*TEXTO DE LEITURA*.
Calcula-se que o Homo sapiens venha caminhando por este pequeno planeta esquecido nos subúrbios da Via Láctea há pouco mais de 300 mil anos. Faça aí suas contas. Três mil séculos. Quase nada. Os Dinos comandaram a festa por um milhão e meio de séculos e ainda tem muita tartaruga e jacaré por aí. Somos calouros nesse papo de “dominar o mundo”.
 
Destes 300 mil anos, fomos nômades até o Neolítico (10.000 a.C.). E então descobrimos a agricultura, e pudemos sentar nossas nádegas em um pedaço de terra e chamar aquilo de “casa”. Quando isso aconteceu, nossos genes já traziam um imprint nômade de 290 mil giros em torno do sol.

Finalmente, 300 anos atrás, inventamos uma tal de Revolução Industrial. E isso deu ao pai do avô do avô do avô do avô do seu avô um emprego, essa herança maravilhosa que perseguimos até hoje com cursinhos pré-vestibulares e apostilas de concursos públicos.

 
Máquina 

Imagine o que você é de verdade. Você é uma máquina, saca? Simplesmente uma das máquinas predadoras mais eficazes e extraordinárias que a natureza foi capaz de produzir. Duvida? Então olha só: 

Considere o conflito: homem versus leão faminto. Para a briga, permita que o Panthera leo de 2,5 m de comprimento e pesando modestos 250 kg de músculos e fúria utilize todas as armas que a natureza lhe deu. A consequência? Um homem fatiado feito 400 gramas de acém moído. 

Agora permita a mesma liberdade de ação ao mamífero bípede. Dessa vez, deixe que o Humano utilize todas as armas que a natureza lhe deu. A consequência? O leão vira uma espécie ameaçada de extinção. Uma bombinha de nada e matamos o leão, uma manada de elefantes, mil zebras e de quebra fechamos a reserva inteira por 50 anos devido contaminação radioativa.

Isso é eficácia ou o quê, hein? Hein? Toca aqui. 

Pois você teria coragem de, ao final do seu looongo e exaustivo dia de trabalho, trancar a porta, sentar em casa em frente à TV e colocar ao seu lado um leão faminto? Se você acha isso loucura, como tem coragem de sentar-se dentro de um ser humano enfastiado? O que você acha que esse animal irá fazer com você? O que você acha que seu corpo insatisfeito irá fazer com você? Preparar um toddy?

*OS DADOS*.
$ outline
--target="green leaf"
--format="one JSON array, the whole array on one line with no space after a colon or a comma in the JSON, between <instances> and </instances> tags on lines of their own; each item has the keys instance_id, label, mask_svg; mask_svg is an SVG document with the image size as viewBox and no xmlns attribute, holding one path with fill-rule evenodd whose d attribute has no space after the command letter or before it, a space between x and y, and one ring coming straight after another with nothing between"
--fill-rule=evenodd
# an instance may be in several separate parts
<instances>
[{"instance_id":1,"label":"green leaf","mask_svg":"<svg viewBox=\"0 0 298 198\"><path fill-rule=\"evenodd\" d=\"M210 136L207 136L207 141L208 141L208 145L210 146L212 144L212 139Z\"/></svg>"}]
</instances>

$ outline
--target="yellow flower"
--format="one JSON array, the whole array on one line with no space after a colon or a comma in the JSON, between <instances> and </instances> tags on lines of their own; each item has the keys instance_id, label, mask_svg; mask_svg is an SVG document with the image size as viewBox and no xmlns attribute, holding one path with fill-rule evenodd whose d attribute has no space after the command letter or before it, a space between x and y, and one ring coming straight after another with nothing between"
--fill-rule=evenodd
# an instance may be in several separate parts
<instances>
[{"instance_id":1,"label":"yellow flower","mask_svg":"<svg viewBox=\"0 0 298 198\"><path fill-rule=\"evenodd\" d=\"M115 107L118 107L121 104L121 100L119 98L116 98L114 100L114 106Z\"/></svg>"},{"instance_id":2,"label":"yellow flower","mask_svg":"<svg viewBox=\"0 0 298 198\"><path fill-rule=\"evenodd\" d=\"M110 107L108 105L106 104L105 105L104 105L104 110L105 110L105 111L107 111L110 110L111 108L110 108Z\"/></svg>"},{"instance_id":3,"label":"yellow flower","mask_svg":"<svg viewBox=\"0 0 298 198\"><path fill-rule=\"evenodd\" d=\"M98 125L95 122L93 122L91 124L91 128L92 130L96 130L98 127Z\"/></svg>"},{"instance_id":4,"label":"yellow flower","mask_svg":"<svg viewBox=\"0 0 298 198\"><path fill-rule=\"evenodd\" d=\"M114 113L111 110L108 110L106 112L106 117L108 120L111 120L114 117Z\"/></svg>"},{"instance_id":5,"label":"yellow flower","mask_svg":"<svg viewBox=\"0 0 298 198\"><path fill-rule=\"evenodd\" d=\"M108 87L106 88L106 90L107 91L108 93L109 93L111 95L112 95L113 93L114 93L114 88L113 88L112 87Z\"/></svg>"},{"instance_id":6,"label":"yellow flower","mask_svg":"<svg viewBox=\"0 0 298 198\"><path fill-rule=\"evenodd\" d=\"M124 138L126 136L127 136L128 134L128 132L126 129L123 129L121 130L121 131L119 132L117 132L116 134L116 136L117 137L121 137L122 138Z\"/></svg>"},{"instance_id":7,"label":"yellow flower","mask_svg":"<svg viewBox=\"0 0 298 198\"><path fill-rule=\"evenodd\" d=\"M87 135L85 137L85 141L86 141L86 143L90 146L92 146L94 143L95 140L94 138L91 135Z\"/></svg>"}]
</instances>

*ENUNCIADO DA TAREFA*. Resuma em duas frases o texto de leitura sobre o ser humano como máquina predadora.

*SUA RESPOSTA*. O Homo sapiens caminha pelo planeta há pouco mais de 300 mil anos, foi nômade até o Neolítico, quando a agricultura lhe permitiu fixar-se, e só há 300 anos a Revolução Industrial lhe deu o emprego. O ser humano é descrito como uma das máquinas predadoras mais eficazes da natureza, capaz de tornar o leão uma espécie ameaçada de extinção, e o texto pergunta como alguém tem coragem de sentar-se dentro de um ser humano enfastiado.